## Work task
Each entry below should be restated word for word, without any picture it contains.

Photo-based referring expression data
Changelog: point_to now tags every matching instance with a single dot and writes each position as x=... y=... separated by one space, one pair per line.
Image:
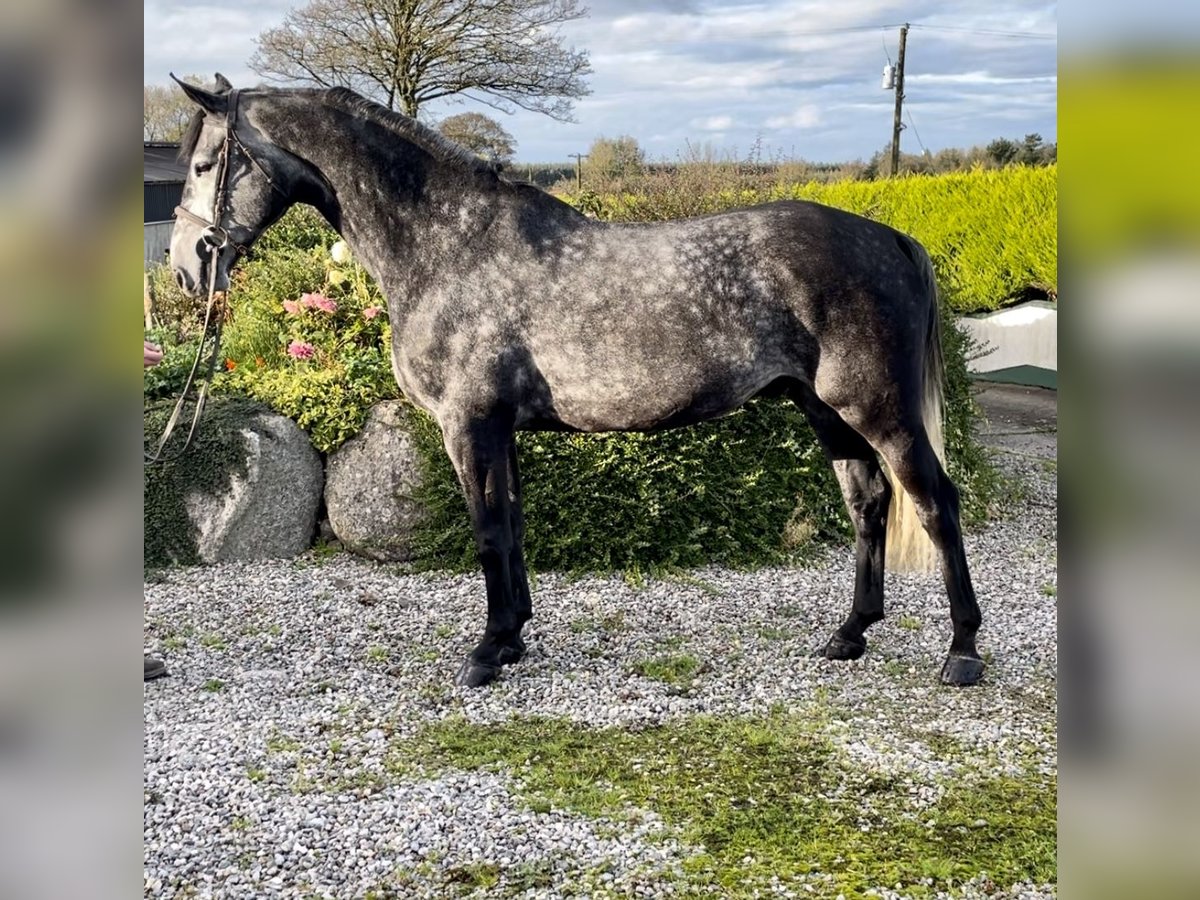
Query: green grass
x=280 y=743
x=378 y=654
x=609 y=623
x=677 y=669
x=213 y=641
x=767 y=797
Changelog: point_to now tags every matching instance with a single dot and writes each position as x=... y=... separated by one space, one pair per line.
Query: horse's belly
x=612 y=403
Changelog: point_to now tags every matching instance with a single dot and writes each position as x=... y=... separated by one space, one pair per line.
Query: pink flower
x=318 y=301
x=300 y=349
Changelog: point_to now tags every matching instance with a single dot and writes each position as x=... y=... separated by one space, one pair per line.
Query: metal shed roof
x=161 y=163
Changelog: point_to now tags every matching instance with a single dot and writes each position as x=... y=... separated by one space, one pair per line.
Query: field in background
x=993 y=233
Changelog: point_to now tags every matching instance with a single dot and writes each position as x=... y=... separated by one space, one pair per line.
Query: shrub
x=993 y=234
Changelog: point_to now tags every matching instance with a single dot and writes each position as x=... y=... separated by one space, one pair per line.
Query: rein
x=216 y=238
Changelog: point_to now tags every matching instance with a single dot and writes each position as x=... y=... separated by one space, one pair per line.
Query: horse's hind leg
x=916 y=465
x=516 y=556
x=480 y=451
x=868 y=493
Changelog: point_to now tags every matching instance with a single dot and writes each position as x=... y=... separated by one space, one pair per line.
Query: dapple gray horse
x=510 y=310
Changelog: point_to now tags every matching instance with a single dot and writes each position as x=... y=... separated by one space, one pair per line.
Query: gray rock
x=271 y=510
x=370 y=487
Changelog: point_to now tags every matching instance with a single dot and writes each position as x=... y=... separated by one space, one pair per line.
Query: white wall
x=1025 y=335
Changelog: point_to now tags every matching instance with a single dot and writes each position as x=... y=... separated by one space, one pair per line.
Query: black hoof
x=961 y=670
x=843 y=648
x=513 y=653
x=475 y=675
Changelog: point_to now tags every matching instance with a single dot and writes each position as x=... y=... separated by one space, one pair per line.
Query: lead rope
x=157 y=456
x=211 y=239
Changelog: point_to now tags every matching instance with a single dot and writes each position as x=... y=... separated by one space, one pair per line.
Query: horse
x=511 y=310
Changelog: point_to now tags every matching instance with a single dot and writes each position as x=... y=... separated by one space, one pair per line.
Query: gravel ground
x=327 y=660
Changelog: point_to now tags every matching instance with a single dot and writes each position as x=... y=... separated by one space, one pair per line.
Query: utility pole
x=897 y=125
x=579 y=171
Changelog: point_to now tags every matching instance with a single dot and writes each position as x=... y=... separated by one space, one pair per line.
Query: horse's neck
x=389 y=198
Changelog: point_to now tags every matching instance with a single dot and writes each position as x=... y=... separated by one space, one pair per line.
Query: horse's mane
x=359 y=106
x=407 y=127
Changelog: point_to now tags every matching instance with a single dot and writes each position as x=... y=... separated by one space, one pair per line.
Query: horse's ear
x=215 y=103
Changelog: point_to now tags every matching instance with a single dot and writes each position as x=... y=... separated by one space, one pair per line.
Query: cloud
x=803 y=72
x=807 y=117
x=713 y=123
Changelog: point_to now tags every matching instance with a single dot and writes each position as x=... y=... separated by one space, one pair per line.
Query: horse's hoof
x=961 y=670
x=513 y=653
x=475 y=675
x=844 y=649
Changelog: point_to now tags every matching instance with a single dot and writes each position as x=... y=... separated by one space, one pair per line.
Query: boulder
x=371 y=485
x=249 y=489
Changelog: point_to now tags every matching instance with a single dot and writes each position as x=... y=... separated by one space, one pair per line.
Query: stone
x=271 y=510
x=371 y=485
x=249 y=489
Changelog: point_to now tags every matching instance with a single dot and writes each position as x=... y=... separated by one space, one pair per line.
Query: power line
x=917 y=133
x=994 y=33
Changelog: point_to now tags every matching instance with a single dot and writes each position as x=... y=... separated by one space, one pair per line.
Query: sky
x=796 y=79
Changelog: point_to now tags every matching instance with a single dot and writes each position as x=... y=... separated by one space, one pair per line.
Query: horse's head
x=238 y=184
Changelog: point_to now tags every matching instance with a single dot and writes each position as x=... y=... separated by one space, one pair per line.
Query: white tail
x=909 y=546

## Answer space
Changelog: point_to now tags every matching instance with a single dot and writes each position as x=... y=... separated by one space, one pair per line.
Image:
Query: green grass
x=280 y=743
x=378 y=654
x=609 y=623
x=677 y=669
x=213 y=641
x=767 y=797
Changelog: point_to now tags every matching instance with a single dot and writes each position as x=... y=... separated by one space, one pair per line.
Query: horse's belly
x=612 y=403
Changelog: point_to now tags every matching instance with a single dot and writes each position as x=... y=... separated by one space, one pair per line.
Query: pink flower
x=318 y=301
x=300 y=349
Changelog: point_to now tags every matching instance with a single dot and writes each position as x=... y=... separated by one space, one pair per line.
Query: metal shed roof
x=161 y=163
Changelog: point_to now tags every matching instance with a single dot and writes each position as x=... y=... separated by one space, one pair per line.
Query: field in background
x=993 y=233
Changelog: point_to now tags every matching instance with a single dot and writes each position as x=... y=... separated by one space, one pair per line.
Query: shrub
x=993 y=234
Changelog: point_to now tags every matching instance with a single dot and writes each position as x=... y=... separated by one space, one pair per line.
Query: rein
x=216 y=238
Changelog: point_to now tags every matching instance with a single dot and writes each position as x=... y=... separated by one space, one pair per line.
Query: horse's hind leg
x=916 y=465
x=516 y=556
x=480 y=451
x=868 y=493
Changelog: point_to now tags every matching instance with a single dot and writes each position as x=... y=... separated by one space, one pair per line.
Query: dapple gray horse
x=510 y=310
Changelog: point_to now tags every matching instance with a single dot and writes each position as x=... y=... separated by one space, one pair per line.
Query: gray rock
x=271 y=510
x=370 y=487
Changelog: point_to now tags every matching instance with a single dot and writes each position as x=... y=... separated by one space, one pair per line.
Query: white wall
x=1025 y=335
Changelog: point_to now tags every matching instance with a single dot and writes each position as x=... y=... separated by one space, one pair per line.
Query: black hoof
x=961 y=670
x=843 y=648
x=513 y=653
x=475 y=675
Changelog: point_to now tags every matching instance with a single dot and writes each position as x=... y=... separated by one space, one pair per line.
Query: lead rope
x=157 y=456
x=211 y=239
Changelog: point_to now tags every matching instance with a single dot and writes each position as x=... y=... separated by one space, one pair per line.
Query: horse
x=511 y=310
Changelog: point_to now tags every matching instance with a single dot and writes each position as x=... y=... separated by one space, one pair per line.
Query: gravel ground
x=327 y=660
Changelog: point_to now tags every matching instance with a single dot and writes each position as x=... y=... separated by one space, one pair per line.
Query: utility pole
x=897 y=125
x=579 y=171
Changelog: point_to now tags every matching instance with a single dot and writes each position as x=... y=... separated by one space, one pair per line.
Query: horse's neck
x=389 y=198
Changelog: point_to now tags every matching instance with a single dot and writes each position as x=... y=... separated by one space, one pair per line.
Query: horse's mane
x=359 y=106
x=407 y=127
Changelog: point_to now tags every matching instance with a single dot and writes each position as x=... y=... separated by one space, one pair per line.
Query: horse's ear
x=215 y=103
Changelog: point_to now tags every matching instance with a single dot and writes each position as x=... y=... separated by one space, one pair per line.
Query: cloud
x=803 y=72
x=807 y=117
x=713 y=123
Changelog: point_to now tags every matching instance with a single dot and writes each position as x=... y=... separated by one space, one pair per line.
Query: horse's hoof
x=961 y=670
x=513 y=653
x=475 y=675
x=844 y=649
Changelog: point_to now tags every matching instance with a single dot and writes each position as x=... y=... separated by one space, one pair per line.
Query: boulder
x=371 y=485
x=249 y=489
Changelog: point_to now tags every matching instance with a single dot and writes each position as x=... y=... separated by one space, one pair per line.
Query: stone
x=271 y=510
x=371 y=485
x=249 y=489
Changelog: point_to now tags every matching instance with a single dot and writes each position as x=... y=... separated by one space, one pair per line.
Query: power line
x=917 y=133
x=994 y=33
Changelog: point_to now tags every matching instance with a single dot and writes each position as x=... y=... separated by one space, one pair per line.
Query: sky
x=796 y=79
Changelog: point_to now tags every matching instance with a single dot and writes each position as x=... y=... separated by one space, one pair per line.
Query: horse's head
x=238 y=184
Changelog: point_to now tags every matching instance with a single dot and writes each position as x=... y=... separated by one space, one pair per line.
Query: white tail
x=909 y=546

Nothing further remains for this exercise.